REQUIREMENT:
A word-for-word restatement of every record is required.

EXERCISE INPUTS:
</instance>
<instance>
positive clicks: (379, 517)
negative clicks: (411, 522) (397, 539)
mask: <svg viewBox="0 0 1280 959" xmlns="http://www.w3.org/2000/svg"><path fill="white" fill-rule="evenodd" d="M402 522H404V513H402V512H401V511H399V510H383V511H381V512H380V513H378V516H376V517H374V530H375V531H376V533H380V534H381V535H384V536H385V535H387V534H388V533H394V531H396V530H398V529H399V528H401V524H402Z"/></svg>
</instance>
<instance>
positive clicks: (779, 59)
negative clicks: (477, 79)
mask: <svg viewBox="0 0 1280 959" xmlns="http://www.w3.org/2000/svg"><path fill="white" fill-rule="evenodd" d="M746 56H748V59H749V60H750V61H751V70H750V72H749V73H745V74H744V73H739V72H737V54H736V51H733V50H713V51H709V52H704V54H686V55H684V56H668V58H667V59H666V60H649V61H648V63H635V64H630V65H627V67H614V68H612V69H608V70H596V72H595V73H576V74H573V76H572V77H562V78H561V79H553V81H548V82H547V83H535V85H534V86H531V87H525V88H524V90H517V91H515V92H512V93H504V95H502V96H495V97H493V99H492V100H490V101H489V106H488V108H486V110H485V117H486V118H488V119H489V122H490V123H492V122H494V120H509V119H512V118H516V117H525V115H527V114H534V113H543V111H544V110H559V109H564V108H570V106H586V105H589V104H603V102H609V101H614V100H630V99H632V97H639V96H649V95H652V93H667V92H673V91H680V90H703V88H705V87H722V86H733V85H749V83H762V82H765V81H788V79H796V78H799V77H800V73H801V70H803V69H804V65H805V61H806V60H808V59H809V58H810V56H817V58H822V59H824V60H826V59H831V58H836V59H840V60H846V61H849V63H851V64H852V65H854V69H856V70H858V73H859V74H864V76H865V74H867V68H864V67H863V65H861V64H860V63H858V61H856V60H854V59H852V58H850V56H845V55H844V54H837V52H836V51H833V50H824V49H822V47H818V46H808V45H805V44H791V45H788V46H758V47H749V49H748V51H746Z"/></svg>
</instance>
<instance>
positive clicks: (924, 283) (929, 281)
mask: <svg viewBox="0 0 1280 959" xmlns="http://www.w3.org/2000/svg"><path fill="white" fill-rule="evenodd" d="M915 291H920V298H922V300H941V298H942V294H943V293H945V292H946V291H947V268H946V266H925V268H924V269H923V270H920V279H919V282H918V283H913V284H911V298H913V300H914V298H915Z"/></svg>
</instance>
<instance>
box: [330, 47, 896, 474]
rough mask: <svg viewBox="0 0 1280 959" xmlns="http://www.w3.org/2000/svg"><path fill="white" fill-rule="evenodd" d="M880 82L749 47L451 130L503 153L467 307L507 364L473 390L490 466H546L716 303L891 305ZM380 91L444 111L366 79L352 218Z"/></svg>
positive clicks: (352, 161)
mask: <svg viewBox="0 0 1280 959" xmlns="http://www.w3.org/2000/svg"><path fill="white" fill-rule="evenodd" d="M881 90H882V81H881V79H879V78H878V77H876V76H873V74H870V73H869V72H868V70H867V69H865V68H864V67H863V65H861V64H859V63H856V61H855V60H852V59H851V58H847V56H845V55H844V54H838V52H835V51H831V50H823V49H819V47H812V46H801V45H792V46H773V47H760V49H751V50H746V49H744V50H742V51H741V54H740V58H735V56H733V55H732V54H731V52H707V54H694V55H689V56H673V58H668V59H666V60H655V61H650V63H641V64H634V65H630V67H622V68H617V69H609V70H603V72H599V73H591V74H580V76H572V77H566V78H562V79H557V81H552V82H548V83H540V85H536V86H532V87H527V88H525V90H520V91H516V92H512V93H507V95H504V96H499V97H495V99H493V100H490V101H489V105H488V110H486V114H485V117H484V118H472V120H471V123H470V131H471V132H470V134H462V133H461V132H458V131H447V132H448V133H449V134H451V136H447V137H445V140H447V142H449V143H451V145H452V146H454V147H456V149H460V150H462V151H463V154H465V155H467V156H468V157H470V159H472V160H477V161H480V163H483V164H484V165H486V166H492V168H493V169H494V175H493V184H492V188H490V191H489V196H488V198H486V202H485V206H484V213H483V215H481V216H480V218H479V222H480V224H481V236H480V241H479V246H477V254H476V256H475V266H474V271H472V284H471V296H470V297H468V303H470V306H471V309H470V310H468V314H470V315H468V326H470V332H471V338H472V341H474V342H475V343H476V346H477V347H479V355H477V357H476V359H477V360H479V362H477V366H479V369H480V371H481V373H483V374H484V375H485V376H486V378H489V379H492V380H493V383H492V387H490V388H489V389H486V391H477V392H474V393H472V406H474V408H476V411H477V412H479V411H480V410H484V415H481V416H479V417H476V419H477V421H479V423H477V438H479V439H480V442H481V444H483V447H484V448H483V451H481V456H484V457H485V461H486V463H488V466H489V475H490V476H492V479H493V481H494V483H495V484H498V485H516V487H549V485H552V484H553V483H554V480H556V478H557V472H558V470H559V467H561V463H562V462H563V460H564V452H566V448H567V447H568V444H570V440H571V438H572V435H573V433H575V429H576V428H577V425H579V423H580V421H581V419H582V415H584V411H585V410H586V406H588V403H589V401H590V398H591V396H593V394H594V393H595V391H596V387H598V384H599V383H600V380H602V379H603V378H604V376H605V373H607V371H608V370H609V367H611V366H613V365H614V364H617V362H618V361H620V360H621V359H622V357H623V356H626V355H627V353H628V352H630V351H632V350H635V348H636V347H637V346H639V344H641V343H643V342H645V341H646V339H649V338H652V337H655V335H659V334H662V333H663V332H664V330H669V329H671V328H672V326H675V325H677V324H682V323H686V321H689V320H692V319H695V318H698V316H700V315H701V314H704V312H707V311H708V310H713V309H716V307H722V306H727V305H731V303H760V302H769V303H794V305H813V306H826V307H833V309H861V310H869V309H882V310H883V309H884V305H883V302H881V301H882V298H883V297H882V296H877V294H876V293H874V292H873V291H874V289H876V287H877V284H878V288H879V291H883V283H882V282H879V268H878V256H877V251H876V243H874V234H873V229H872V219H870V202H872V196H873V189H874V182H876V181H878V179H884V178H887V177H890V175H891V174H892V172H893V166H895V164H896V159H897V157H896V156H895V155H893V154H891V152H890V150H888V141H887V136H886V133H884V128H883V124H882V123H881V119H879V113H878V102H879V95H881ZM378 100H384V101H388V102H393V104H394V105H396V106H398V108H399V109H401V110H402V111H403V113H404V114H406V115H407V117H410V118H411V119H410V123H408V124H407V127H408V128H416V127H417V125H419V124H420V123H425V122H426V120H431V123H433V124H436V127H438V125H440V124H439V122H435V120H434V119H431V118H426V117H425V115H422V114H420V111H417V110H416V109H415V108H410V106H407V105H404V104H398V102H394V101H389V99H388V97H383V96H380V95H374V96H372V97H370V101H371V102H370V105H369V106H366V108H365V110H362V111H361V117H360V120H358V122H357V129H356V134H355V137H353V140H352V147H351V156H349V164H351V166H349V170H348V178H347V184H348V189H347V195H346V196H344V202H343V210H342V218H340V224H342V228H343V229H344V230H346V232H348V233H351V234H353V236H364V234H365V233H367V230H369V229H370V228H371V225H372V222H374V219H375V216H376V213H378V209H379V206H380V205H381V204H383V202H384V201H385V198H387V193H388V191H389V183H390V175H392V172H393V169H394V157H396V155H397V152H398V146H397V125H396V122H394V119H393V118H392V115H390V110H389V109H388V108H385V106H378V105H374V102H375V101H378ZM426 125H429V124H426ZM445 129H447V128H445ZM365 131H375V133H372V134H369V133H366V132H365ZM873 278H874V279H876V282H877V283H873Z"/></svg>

SOLUTION:
</instance>
<instance>
positive clicks: (379, 517)
negative clicks: (411, 522) (397, 539)
mask: <svg viewBox="0 0 1280 959" xmlns="http://www.w3.org/2000/svg"><path fill="white" fill-rule="evenodd" d="M402 522H404V513H402V512H401V511H399V510H383V511H381V512H380V513H378V516H376V517H374V530H375V531H376V533H380V534H381V535H384V536H385V535H387V534H388V533H394V531H396V530H398V529H399V528H401V524H402Z"/></svg>
</instance>
<instance>
positive clicks: (779, 59)
negative clicks: (477, 79)
mask: <svg viewBox="0 0 1280 959" xmlns="http://www.w3.org/2000/svg"><path fill="white" fill-rule="evenodd" d="M746 56H748V59H749V60H750V61H751V70H750V72H749V73H745V74H744V73H739V72H737V54H736V51H733V50H713V51H709V52H704V54H686V55H684V56H668V58H667V59H666V60H649V61H648V63H635V64H630V65H627V67H614V68H612V69H608V70H596V72H595V73H576V74H573V76H572V77H562V78H561V79H553V81H548V82H547V83H535V85H534V86H531V87H525V88H524V90H517V91H515V92H512V93H504V95H502V96H495V97H493V99H492V100H490V101H489V106H488V108H486V110H485V117H486V118H488V119H489V122H490V123H492V122H494V120H509V119H512V118H516V117H525V115H527V114H534V113H543V111H544V110H559V109H564V108H570V106H586V105H589V104H603V102H609V101H614V100H630V99H632V97H639V96H649V95H652V93H667V92H673V91H680V90H703V88H705V87H722V86H733V85H749V83H762V82H765V81H788V79H796V78H799V77H800V73H801V70H803V69H804V65H805V61H806V60H808V59H809V58H810V56H817V58H822V59H824V60H826V59H831V58H836V59H840V60H846V61H849V63H851V64H852V65H854V69H856V70H858V73H859V74H864V76H865V74H867V68H864V67H863V65H861V64H860V63H858V61H856V60H854V59H852V58H850V56H845V55H844V54H837V52H836V51H833V50H824V49H822V47H818V46H808V45H805V44H791V45H788V46H758V47H749V49H748V51H746Z"/></svg>
</instance>
<instance>
positive clicks: (924, 283) (929, 281)
mask: <svg viewBox="0 0 1280 959" xmlns="http://www.w3.org/2000/svg"><path fill="white" fill-rule="evenodd" d="M915 291H920V298H922V300H941V298H942V294H943V293H945V292H946V291H947V268H946V266H925V268H924V269H923V270H920V279H919V282H918V283H913V284H911V298H913V300H914V298H915Z"/></svg>
</instance>
<instance>
box: [330, 47, 896, 474]
rough mask: <svg viewBox="0 0 1280 959" xmlns="http://www.w3.org/2000/svg"><path fill="white" fill-rule="evenodd" d="M880 82L749 47L451 130L503 153L467 307L507 364L473 390L490 466H546L716 303L891 305ZM380 91L444 111L366 79L352 218Z"/></svg>
positive clicks: (352, 161)
mask: <svg viewBox="0 0 1280 959" xmlns="http://www.w3.org/2000/svg"><path fill="white" fill-rule="evenodd" d="M881 90H882V81H881V79H879V78H878V77H876V76H873V74H870V73H869V72H868V70H867V69H865V68H864V67H863V65H861V64H859V63H856V61H855V60H852V59H851V58H847V56H845V55H844V54H838V52H835V51H831V50H823V49H819V47H812V46H801V45H792V46H773V47H760V49H751V50H746V49H744V50H742V51H741V54H740V58H735V56H733V55H732V54H731V52H707V54H694V55H689V56H673V58H668V59H666V60H655V61H650V63H641V64H634V65H630V67H622V68H617V69H609V70H603V72H599V73H591V74H580V76H572V77H566V78H562V79H557V81H552V82H548V83H540V85H536V86H532V87H527V88H525V90H520V91H516V92H512V93H507V95H504V96H499V97H495V99H493V100H490V101H489V105H488V110H486V114H485V117H484V118H472V120H471V123H470V131H471V132H470V134H462V133H461V132H458V131H447V132H448V133H449V134H451V136H447V137H445V140H447V142H449V143H451V145H452V146H454V147H456V149H460V150H462V151H463V154H465V155H467V156H468V157H470V159H472V160H477V161H480V163H483V164H484V165H486V166H492V168H493V169H494V175H493V184H492V188H490V191H489V196H488V198H486V202H485V206H484V213H483V215H481V216H480V218H479V222H480V224H481V236H480V241H479V246H477V254H476V256H475V266H474V271H472V284H471V296H470V297H468V303H470V306H471V309H470V310H468V314H470V315H468V326H470V332H471V338H472V341H474V342H475V343H476V346H477V347H479V355H477V357H476V359H477V360H479V362H477V366H479V369H480V371H481V373H483V374H484V375H485V376H486V378H489V379H492V380H493V383H492V387H490V388H489V389H486V391H477V392H474V393H472V406H474V408H476V411H477V412H479V411H480V410H484V415H481V416H479V417H476V419H477V421H479V423H477V438H479V439H480V442H481V444H483V447H484V448H483V451H481V456H484V457H485V461H486V463H488V466H489V475H490V476H492V479H493V481H494V483H495V484H498V485H516V487H549V485H552V484H553V483H554V480H556V478H557V472H558V470H559V467H561V463H562V462H563V460H564V452H566V448H567V447H568V444H570V440H571V438H572V435H573V433H575V429H576V428H577V425H579V423H580V421H581V419H582V415H584V411H585V410H586V406H588V403H589V401H590V398H591V396H593V394H594V393H595V391H596V387H598V384H599V383H600V380H602V379H603V378H604V376H605V373H607V371H608V370H609V367H611V366H613V365H614V364H617V362H618V361H620V360H621V359H622V357H623V356H626V355H627V353H628V352H630V351H632V350H635V348H636V347H637V346H639V344H641V343H643V342H645V341H646V339H649V338H652V337H655V335H659V334H662V333H663V332H664V330H669V329H671V328H672V326H675V325H677V324H682V323H686V321H689V320H692V319H695V318H698V316H700V315H701V314H704V312H707V311H708V310H713V309H716V307H722V306H727V305H731V303H760V302H769V303H794V305H813V306H826V307H833V309H861V310H869V309H882V310H883V309H884V305H883V302H881V301H882V298H883V297H882V296H877V294H876V293H874V292H873V291H874V289H876V287H877V284H878V288H879V291H883V283H882V282H879V268H878V256H877V251H876V243H874V234H873V229H872V219H870V202H872V196H873V189H874V182H876V181H878V179H884V178H887V177H890V175H891V174H892V172H893V166H895V164H896V159H897V157H896V156H895V155H893V154H891V152H890V150H888V141H887V136H886V133H884V128H883V124H882V123H881V119H879V113H878V102H879V95H881ZM378 100H384V101H388V102H393V104H394V105H396V106H398V108H399V109H401V110H402V111H403V113H404V114H406V115H407V117H410V118H411V119H410V123H408V124H407V127H408V128H416V127H417V125H419V124H420V123H425V122H426V120H431V123H433V124H436V127H438V125H440V124H439V122H435V120H434V119H431V118H426V117H425V115H422V114H420V111H417V110H416V109H415V108H410V106H407V105H404V104H398V102H394V101H389V99H388V97H383V96H380V95H374V96H372V97H370V101H371V102H370V105H369V106H366V108H365V110H362V111H361V117H360V120H358V122H357V129H356V134H355V137H353V140H352V147H351V156H349V164H351V166H349V170H348V178H347V184H348V189H347V195H346V196H344V202H343V210H342V218H340V224H342V228H343V229H344V230H346V232H348V233H351V234H353V236H364V234H365V233H367V230H369V229H370V228H371V225H372V222H374V219H375V216H376V213H378V209H379V206H380V205H381V204H383V202H384V201H385V198H387V193H388V191H389V183H390V175H392V172H393V169H394V157H396V155H397V152H398V146H397V125H396V122H394V119H393V118H392V115H390V110H389V109H388V108H385V106H378V105H374V102H375V101H378ZM426 125H429V124H426ZM445 129H447V128H445ZM365 131H375V133H372V134H369V133H366V132H365ZM873 278H874V279H876V282H877V283H873Z"/></svg>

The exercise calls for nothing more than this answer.